## The problem
List every line in the entries below that contains the word "balloon" and copy each of those lines in full.

## Supplied data
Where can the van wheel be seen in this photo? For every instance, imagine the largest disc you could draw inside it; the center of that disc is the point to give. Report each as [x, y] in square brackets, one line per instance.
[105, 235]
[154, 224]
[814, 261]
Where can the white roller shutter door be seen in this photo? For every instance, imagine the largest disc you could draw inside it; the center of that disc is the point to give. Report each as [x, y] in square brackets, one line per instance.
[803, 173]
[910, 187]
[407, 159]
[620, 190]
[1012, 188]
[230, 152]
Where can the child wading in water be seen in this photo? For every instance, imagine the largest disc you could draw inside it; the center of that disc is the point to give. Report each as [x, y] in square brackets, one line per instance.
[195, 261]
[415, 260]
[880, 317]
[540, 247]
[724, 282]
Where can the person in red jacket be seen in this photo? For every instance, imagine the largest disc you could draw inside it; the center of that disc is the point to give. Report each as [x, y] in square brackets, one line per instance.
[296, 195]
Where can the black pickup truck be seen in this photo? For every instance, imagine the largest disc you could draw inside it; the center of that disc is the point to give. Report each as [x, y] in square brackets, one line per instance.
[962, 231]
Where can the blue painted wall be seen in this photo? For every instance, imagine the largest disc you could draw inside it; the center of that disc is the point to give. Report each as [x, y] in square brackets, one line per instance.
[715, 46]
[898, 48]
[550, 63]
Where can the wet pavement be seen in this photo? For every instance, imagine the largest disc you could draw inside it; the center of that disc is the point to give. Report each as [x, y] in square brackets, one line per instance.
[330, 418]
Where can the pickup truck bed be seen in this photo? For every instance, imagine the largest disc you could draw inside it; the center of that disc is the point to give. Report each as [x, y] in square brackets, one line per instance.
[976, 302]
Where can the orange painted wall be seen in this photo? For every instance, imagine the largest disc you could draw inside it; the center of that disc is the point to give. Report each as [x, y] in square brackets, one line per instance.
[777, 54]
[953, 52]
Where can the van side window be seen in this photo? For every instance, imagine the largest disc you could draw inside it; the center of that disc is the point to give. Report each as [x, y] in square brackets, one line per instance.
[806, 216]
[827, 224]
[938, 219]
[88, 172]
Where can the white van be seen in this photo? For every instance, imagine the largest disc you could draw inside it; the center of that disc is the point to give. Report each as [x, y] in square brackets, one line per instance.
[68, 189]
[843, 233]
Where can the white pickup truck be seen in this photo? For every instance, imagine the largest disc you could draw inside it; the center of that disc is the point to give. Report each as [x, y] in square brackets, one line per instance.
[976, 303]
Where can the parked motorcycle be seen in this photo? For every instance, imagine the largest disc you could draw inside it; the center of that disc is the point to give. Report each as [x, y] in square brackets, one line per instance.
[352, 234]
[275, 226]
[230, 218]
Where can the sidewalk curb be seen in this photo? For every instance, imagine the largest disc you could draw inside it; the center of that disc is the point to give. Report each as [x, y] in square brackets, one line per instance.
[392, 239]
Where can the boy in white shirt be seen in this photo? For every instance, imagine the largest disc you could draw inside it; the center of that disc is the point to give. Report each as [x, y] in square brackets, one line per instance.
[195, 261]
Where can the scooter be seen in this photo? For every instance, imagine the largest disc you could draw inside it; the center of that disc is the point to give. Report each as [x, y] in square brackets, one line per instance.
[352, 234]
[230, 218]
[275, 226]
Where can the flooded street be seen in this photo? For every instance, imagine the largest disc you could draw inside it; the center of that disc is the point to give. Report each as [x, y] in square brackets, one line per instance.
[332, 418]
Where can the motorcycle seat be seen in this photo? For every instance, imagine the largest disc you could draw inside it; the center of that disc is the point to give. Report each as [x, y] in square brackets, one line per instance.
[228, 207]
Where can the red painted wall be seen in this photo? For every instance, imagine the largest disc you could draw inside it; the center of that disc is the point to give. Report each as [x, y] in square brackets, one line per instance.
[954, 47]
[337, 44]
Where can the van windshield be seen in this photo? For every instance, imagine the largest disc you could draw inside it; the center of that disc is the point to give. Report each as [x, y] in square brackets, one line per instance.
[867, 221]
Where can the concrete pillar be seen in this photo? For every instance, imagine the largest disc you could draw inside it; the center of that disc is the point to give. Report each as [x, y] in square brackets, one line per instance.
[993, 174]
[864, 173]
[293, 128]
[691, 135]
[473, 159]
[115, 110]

==

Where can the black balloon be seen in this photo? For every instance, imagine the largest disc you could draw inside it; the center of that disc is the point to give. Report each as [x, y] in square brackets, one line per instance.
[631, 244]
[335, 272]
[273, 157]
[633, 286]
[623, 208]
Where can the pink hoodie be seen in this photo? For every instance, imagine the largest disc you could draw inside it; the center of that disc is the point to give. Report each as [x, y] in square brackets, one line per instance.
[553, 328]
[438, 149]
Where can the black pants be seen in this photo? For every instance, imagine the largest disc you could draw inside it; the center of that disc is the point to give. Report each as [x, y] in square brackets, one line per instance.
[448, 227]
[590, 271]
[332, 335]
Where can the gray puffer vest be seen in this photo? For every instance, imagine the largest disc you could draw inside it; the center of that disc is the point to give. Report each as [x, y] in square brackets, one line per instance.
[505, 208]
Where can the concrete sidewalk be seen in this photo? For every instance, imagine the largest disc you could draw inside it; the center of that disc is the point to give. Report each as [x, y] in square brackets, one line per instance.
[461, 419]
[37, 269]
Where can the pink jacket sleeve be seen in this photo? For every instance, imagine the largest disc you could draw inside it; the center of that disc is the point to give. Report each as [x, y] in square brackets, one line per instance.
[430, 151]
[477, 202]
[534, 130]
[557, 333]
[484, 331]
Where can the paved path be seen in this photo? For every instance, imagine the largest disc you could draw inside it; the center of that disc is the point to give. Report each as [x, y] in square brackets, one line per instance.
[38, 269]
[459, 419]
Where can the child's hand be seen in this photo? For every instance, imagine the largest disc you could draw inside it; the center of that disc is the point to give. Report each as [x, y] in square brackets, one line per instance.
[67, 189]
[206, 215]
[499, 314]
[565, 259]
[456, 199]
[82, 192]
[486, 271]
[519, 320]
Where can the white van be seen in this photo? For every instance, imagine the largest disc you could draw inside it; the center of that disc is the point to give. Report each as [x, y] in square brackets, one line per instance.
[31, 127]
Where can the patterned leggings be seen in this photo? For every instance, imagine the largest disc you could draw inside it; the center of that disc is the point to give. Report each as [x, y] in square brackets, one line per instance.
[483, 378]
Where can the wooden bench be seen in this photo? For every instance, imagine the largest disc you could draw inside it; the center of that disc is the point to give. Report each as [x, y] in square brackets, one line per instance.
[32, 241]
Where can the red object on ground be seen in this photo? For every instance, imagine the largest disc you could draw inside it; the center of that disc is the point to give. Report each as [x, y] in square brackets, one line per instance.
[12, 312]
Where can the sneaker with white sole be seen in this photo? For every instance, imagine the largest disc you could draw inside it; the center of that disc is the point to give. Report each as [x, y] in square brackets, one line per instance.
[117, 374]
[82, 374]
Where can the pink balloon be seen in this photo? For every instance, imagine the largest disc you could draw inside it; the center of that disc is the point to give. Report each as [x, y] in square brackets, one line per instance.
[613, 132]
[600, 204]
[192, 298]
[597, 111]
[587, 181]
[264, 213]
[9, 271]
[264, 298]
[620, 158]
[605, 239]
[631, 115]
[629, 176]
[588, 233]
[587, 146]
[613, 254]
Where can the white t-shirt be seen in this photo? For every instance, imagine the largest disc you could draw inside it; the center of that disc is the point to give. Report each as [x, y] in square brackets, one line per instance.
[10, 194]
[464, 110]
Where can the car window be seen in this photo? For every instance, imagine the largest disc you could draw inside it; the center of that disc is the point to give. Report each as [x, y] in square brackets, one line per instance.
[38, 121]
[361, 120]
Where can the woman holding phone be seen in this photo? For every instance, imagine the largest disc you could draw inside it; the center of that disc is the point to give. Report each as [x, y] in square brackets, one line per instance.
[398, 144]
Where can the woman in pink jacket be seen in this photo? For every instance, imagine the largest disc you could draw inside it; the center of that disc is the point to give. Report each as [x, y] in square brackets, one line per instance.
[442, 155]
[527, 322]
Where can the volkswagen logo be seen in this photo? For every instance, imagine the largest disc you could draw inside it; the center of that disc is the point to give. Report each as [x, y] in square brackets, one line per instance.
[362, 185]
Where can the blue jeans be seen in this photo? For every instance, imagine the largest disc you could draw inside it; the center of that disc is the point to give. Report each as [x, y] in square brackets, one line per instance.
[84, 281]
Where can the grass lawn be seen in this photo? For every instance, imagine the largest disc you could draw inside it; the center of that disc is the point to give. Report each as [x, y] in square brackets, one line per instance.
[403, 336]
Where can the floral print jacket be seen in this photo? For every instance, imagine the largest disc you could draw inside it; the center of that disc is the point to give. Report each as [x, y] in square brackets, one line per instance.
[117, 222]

## Task answer
Where can the black balloon be seen in this photo? For every instance, imagine the largest disc you could draw inside it; the center of that disc is the point to give. Report each as [x, y] in square brackets, one line per instance.
Where can the pink balloon be seen in this photo? For every instance, imagine the largest disc you could draw inside it; the center of that disc is the point to give. Report each as [x, y] in square brackets, one line per instance.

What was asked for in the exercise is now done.